Task data:

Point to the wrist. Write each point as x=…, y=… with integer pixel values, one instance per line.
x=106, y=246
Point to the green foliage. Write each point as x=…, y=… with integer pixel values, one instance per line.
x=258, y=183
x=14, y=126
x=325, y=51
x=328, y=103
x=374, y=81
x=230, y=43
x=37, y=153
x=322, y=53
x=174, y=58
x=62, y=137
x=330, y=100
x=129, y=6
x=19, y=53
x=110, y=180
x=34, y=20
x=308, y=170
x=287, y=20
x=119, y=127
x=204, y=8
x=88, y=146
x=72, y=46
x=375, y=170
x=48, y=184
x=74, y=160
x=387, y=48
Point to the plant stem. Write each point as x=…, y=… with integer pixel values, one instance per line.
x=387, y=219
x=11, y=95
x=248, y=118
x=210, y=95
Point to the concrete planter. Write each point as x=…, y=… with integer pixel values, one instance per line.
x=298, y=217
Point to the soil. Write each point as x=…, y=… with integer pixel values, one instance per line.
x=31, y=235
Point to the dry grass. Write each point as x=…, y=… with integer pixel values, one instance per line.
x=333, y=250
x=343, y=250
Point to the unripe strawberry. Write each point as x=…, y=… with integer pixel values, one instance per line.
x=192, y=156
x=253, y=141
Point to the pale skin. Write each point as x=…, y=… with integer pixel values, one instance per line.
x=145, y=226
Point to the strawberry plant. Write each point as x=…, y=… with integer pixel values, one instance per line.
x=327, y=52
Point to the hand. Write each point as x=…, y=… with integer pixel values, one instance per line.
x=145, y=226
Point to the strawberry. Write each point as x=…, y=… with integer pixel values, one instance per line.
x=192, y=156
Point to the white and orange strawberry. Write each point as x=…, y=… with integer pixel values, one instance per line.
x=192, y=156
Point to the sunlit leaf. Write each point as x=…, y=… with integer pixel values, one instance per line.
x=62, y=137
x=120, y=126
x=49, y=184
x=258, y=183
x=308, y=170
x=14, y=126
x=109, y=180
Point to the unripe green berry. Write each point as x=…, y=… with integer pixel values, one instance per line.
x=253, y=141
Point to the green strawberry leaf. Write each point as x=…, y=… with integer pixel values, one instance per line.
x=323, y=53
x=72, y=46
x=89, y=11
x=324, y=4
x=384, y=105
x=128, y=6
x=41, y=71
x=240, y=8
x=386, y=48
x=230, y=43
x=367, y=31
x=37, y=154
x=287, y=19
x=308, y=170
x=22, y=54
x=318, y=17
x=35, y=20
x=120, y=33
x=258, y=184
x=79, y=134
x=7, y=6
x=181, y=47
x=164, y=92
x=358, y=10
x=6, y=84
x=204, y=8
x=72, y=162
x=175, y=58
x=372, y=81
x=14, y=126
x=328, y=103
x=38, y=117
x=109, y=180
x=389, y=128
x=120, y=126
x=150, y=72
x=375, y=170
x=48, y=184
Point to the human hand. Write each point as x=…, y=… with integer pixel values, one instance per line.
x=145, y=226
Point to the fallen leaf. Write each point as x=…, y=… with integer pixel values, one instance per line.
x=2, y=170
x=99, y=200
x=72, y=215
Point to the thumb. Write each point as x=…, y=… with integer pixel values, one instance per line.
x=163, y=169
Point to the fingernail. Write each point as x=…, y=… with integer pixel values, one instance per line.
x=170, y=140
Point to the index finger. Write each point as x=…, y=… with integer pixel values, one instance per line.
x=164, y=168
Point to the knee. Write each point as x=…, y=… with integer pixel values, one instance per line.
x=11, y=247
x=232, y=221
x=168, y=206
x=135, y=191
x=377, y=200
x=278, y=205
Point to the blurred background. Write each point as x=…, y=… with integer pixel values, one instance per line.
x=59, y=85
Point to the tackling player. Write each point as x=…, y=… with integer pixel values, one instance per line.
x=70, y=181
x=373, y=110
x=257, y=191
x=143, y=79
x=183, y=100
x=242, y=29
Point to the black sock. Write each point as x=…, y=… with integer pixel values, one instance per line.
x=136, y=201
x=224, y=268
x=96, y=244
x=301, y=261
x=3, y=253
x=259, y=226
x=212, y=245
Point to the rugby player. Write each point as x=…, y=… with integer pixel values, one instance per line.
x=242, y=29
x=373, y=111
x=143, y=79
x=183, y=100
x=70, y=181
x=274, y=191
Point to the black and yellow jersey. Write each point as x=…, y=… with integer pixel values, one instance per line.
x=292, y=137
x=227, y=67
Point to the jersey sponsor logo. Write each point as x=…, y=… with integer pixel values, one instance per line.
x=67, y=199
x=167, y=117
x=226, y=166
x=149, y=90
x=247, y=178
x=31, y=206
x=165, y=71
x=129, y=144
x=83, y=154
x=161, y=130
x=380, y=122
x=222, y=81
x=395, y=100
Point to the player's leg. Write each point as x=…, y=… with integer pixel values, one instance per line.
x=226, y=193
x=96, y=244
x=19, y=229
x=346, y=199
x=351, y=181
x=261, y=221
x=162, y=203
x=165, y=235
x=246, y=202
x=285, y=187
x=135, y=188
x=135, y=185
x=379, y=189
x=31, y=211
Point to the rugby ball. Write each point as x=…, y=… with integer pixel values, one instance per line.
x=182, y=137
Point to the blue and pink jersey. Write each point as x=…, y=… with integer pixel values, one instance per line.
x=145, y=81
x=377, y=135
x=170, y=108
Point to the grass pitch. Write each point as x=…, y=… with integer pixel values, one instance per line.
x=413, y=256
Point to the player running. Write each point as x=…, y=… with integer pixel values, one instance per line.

Task details:
Give back the whole listing exactly as it reads.

Expected answer:
Point to the wrist. Write each point as x=…, y=… with integer pixel values, one instance per line.
x=106, y=246
Point to the green foliage. Write each point as x=…, y=… with integer pixel values, one instance per line.
x=258, y=183
x=14, y=126
x=325, y=51
x=328, y=103
x=374, y=81
x=230, y=43
x=37, y=153
x=322, y=53
x=174, y=58
x=62, y=137
x=330, y=100
x=129, y=6
x=19, y=53
x=110, y=180
x=34, y=20
x=308, y=170
x=287, y=20
x=119, y=127
x=204, y=8
x=88, y=146
x=72, y=46
x=375, y=170
x=48, y=184
x=74, y=160
x=387, y=48
Point to the plant stem. Write each point as x=…, y=… with integer pixel values, one instance per line.
x=387, y=219
x=11, y=95
x=248, y=118
x=210, y=95
Point to the concrete planter. Write each point as x=…, y=… with integer pixel values, one instance per line.
x=298, y=217
Point to the soil. Write each point as x=…, y=… with integer pixel values, one instance per line.
x=31, y=235
Point to the dry grass. Write each point as x=…, y=… with integer pixel values, one instance per line.
x=333, y=250
x=343, y=250
Point to the unripe strawberry. Write each point as x=…, y=… with integer pixel values, one instance per line.
x=192, y=156
x=253, y=141
Point to the pale skin. Write each point as x=…, y=… with integer pixel values, one instance per line.
x=145, y=226
Point to the strawberry plant. Write each point as x=…, y=… with integer pixel values, one instance per line.
x=327, y=52
Point to the hand. Write each point as x=…, y=… with integer pixel values, one instance per line.
x=145, y=226
Point to the strawberry. Write each point as x=…, y=… with integer pixel values, one instance per line.
x=192, y=156
Point to the white and orange strawberry. Write each point as x=…, y=… with integer pixel values, one instance per line.
x=192, y=156
Point to the sunlit leaf. Write each point as x=…, y=… with integer pixel values, one instance per line.
x=62, y=137
x=120, y=126
x=49, y=184
x=258, y=183
x=308, y=170
x=14, y=126
x=109, y=180
Point to the unripe green berry. Write each point as x=…, y=… with integer pixel values, one instance per line.
x=253, y=141
Point to the green strawberry leaf. Write each point as x=…, y=… with integer pixel values, one instance per line.
x=323, y=53
x=72, y=46
x=89, y=11
x=324, y=4
x=384, y=105
x=128, y=6
x=41, y=71
x=240, y=8
x=386, y=48
x=230, y=43
x=367, y=31
x=37, y=154
x=287, y=19
x=308, y=170
x=22, y=54
x=318, y=17
x=35, y=20
x=120, y=33
x=258, y=184
x=79, y=134
x=7, y=6
x=181, y=47
x=164, y=92
x=358, y=10
x=6, y=84
x=204, y=8
x=72, y=162
x=175, y=58
x=372, y=81
x=14, y=126
x=328, y=103
x=38, y=117
x=109, y=180
x=389, y=128
x=120, y=126
x=150, y=72
x=375, y=170
x=48, y=184
Point to the human hand. Write each point as x=…, y=… with integer pixel values, one instance per line.
x=145, y=226
Point to the fallen leaf. Write each point as x=…, y=… with integer pixel values, one instance per line.
x=2, y=170
x=99, y=200
x=72, y=215
Point to the thumb. Write each point as x=…, y=… with integer pixel values, one instance per line.
x=163, y=169
Point to the fingernail. Write each point as x=…, y=… with integer pixel values, one instance per line.
x=170, y=140
Point to the index finger. Write each point as x=…, y=… with integer pixel values, one instance per line.
x=164, y=168
Point to the knee. Write each point as x=…, y=… with integer pixel values, one instance per line.
x=11, y=247
x=232, y=221
x=168, y=206
x=135, y=191
x=377, y=200
x=278, y=205
Point to the blurred background. Write each point as x=…, y=… with integer pixel values, one instance per line.
x=59, y=85
Point to the tackling player. Write each point as x=…, y=… with integer pixel values, one instance per line.
x=70, y=181
x=373, y=110
x=257, y=191
x=143, y=79
x=183, y=100
x=242, y=29
Point to the black sock. Write each point as x=…, y=… with integer pixel values, one instance per line.
x=136, y=201
x=224, y=268
x=96, y=244
x=301, y=261
x=3, y=253
x=259, y=226
x=212, y=245
Point to the rugby player. Write each point as x=…, y=… with integer pixel values, one instance per line.
x=242, y=29
x=373, y=111
x=143, y=79
x=183, y=100
x=70, y=181
x=274, y=191
Point to the black and yellow jersey. Write each point as x=…, y=… with integer pixel values, one instance per line.
x=292, y=137
x=227, y=67
Point to the jersey sponsor logo. Write each point as x=…, y=… with integer pixel values, one instance per line.
x=67, y=199
x=167, y=117
x=226, y=166
x=149, y=90
x=247, y=178
x=31, y=206
x=165, y=71
x=129, y=144
x=83, y=154
x=161, y=130
x=380, y=122
x=222, y=81
x=395, y=100
Point to the player's leg. Write each point as x=…, y=… with integer pixel values, one instance per line.
x=226, y=193
x=96, y=244
x=19, y=229
x=346, y=199
x=351, y=181
x=261, y=221
x=162, y=203
x=165, y=235
x=246, y=202
x=285, y=187
x=135, y=188
x=135, y=185
x=379, y=189
x=31, y=211
Point to the rugby ball. Write each point as x=…, y=… with integer pixel values, one instance per line.
x=182, y=137
Point to the blue and pink jersey. Write each point as x=…, y=… with integer pixel values, one instance per line.
x=145, y=81
x=377, y=135
x=170, y=108
Point to the grass pitch. Write each point as x=…, y=… with integer pixel values, one instance per line.
x=413, y=256
Point to the player running. Write each point as x=…, y=… with integer pixel values, one instance per line.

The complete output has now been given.